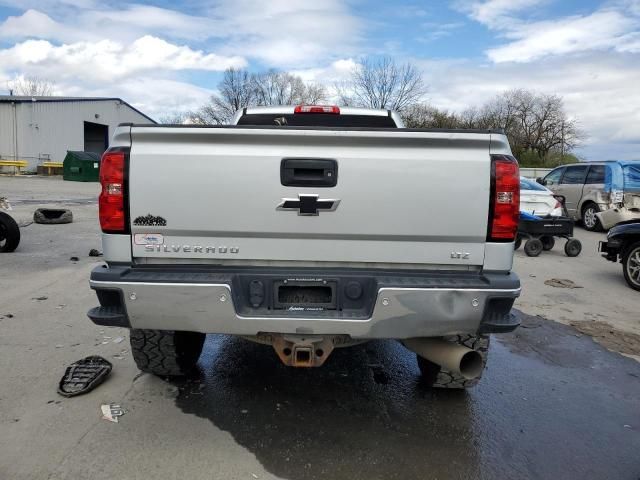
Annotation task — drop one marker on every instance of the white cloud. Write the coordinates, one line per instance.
(496, 13)
(278, 33)
(107, 60)
(614, 26)
(600, 91)
(608, 29)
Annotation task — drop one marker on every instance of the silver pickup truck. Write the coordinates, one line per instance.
(309, 228)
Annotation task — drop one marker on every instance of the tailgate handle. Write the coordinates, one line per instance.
(309, 172)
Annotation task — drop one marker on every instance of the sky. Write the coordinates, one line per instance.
(166, 57)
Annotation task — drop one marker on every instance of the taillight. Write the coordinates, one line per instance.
(331, 109)
(504, 207)
(111, 201)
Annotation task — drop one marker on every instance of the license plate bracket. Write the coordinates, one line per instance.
(303, 295)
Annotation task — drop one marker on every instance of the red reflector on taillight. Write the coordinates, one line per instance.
(332, 109)
(111, 201)
(504, 209)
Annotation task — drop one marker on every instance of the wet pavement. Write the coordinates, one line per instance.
(551, 404)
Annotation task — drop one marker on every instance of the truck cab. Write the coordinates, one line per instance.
(309, 228)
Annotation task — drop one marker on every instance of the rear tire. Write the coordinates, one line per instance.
(573, 247)
(437, 377)
(517, 243)
(547, 242)
(631, 266)
(533, 247)
(9, 233)
(166, 353)
(589, 220)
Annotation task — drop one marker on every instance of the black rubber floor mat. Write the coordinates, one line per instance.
(83, 376)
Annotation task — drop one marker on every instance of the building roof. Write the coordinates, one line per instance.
(29, 99)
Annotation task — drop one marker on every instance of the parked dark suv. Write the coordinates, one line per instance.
(593, 187)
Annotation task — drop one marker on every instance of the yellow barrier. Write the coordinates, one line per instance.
(50, 165)
(17, 164)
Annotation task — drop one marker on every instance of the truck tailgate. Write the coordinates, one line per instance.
(405, 197)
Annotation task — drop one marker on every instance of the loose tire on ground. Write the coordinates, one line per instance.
(166, 353)
(589, 220)
(533, 247)
(547, 242)
(437, 377)
(52, 216)
(517, 243)
(631, 266)
(573, 247)
(9, 233)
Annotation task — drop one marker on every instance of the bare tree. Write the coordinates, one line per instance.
(236, 90)
(175, 118)
(425, 116)
(31, 86)
(283, 88)
(383, 83)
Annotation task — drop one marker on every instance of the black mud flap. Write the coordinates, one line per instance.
(83, 376)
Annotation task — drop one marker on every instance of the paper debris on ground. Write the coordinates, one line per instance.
(561, 283)
(111, 412)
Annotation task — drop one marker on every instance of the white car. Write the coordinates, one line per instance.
(537, 199)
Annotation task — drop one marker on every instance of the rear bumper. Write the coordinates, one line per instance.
(402, 304)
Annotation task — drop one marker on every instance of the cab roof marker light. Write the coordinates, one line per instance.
(330, 109)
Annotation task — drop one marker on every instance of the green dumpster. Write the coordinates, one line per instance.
(81, 167)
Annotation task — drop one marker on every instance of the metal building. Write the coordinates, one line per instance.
(38, 129)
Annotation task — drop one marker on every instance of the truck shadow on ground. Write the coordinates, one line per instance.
(546, 400)
(364, 414)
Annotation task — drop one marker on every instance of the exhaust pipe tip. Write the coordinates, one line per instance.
(471, 365)
(451, 356)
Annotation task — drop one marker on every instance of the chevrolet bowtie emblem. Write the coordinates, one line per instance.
(309, 205)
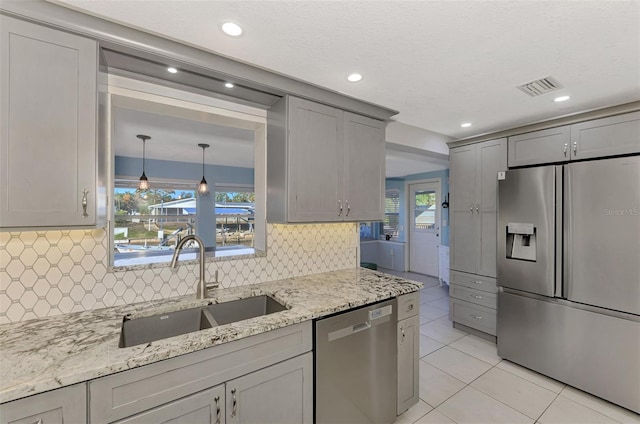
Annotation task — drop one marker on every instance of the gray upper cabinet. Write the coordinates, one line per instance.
(474, 182)
(611, 136)
(325, 165)
(364, 170)
(65, 405)
(545, 146)
(615, 135)
(48, 120)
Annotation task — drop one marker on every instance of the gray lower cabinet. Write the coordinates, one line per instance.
(206, 407)
(325, 164)
(65, 405)
(473, 301)
(257, 367)
(48, 121)
(281, 393)
(408, 351)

- TASK INSTRUCTIONS:
What is needed here is an exact repetition of the listing above, pictures excluded.

- OUTPUT:
Annotation task — drop one marker on every instance of the white cloud. Write the coordinates, one line per instance.
(496, 13)
(278, 33)
(107, 60)
(614, 26)
(600, 91)
(608, 29)
Annotation task — drop one marker on every instance of the silver pickup truck. Write the coordinates, one line per instance.
(309, 228)
Annotation task — drop one marker on every instance of the tailgate handle. Write the coordinates, one line per instance.
(309, 172)
Annotation task — drop one marker on every instance of the sky. Write the coordinates, one line per instance.
(166, 57)
Annotation task — drop one marker on every instance of the taillight. Write the coordinates, one line per instance.
(331, 109)
(504, 207)
(111, 201)
Annotation task — drop one marker on every instance of the license plate bracket. Write the coordinates, one line per instance.
(303, 295)
Annotation task — drop one marker on every instance of the red reflector on taillight. Write the coordinates, one line per instance.
(332, 109)
(111, 201)
(504, 209)
Annotation task — drop one marker on every instance of the wet pavement. Write the coordinates, one line per instance.
(551, 404)
Annotation task — drop one marker on every instance of the truck cab. Write the coordinates, one line per instance.
(309, 228)
Annotation task — drop one marker on every instance of the rear tire. Write the coordinates, one line per instance.
(573, 247)
(437, 377)
(517, 243)
(547, 242)
(631, 266)
(533, 247)
(9, 233)
(166, 353)
(589, 220)
Annotation task — drop one marker on every instance of the black rubber floor mat. Write the coordinates, one line per instance.
(83, 376)
Annotation task — drop one marker on every instance of the building roof. Write the coordinates, one line per instance.
(29, 99)
Annotation task — drop one marker on every instance of the parked dark suv. Write the coordinates, one line per instance.
(593, 187)
Annotation task — drop one marker on every instance of the yellow barrier. Write the coordinates, one line per instance.
(50, 165)
(17, 164)
Annotation task — drop one marker on every instance of the truck tailgate. Write the coordinates, one line per instance.
(405, 197)
Annotation task — drop one marker on every instance of the loose tire on ground. Write the coordinates, one line per instance.
(166, 353)
(589, 220)
(533, 247)
(547, 242)
(437, 377)
(52, 216)
(517, 243)
(631, 266)
(573, 247)
(9, 233)
Annotation task — drop one marker on every instance of the bare tree. Write the coordinates, one line per instance.
(236, 90)
(175, 118)
(425, 116)
(31, 86)
(283, 88)
(383, 83)
Annotation task — drop one marker on every instance of the black mud flap. Write the coordinates, one line per instance.
(83, 376)
Annotation task — drop one marker on every instance of the paper debris on ground. Write the coordinates, one line per instance.
(561, 283)
(111, 412)
Annotation task — drop one marker on every instance of the white car. Write the coordinates, one line per instance.
(537, 199)
Annotation task — drop one marker on every instance of the rear bumper. Write the coordinates, one line per instance.
(402, 304)
Annotation task — drop one marker on every instance of the cab roof marker light. Write the coordinates, one line per instance.
(330, 109)
Annotation task — drop one marker on every instance of the green dumpster. Write the coordinates, one line per instance.
(81, 167)
Annotation task — drop one marker on every instance of the metal building. Write the coordinates, one line per instance.
(38, 129)
Annotation task — drop one marker on every instance of the truck shadow on ground. Write the coordinates, one line per instance.
(546, 400)
(364, 414)
Annotation task — drop one marker on every instance of the exhaust pipe tip. Write the coordinates, one line per instance.
(471, 365)
(451, 356)
Annotation task — drop one marker on every instance of the chevrolet bowtie emblem. Write the coordinates, one line per instance.
(309, 205)
Annotation task — drop one marker on every instance of the gray upper cabinet. Write the coordinates, one line per instance.
(474, 182)
(611, 136)
(325, 165)
(364, 170)
(65, 405)
(545, 146)
(615, 135)
(48, 120)
Annotation task — drop one marker on every instance of the gray lower cabinet. Write the coordinates, one line per instance.
(206, 407)
(325, 164)
(65, 405)
(473, 301)
(257, 367)
(48, 121)
(281, 393)
(408, 351)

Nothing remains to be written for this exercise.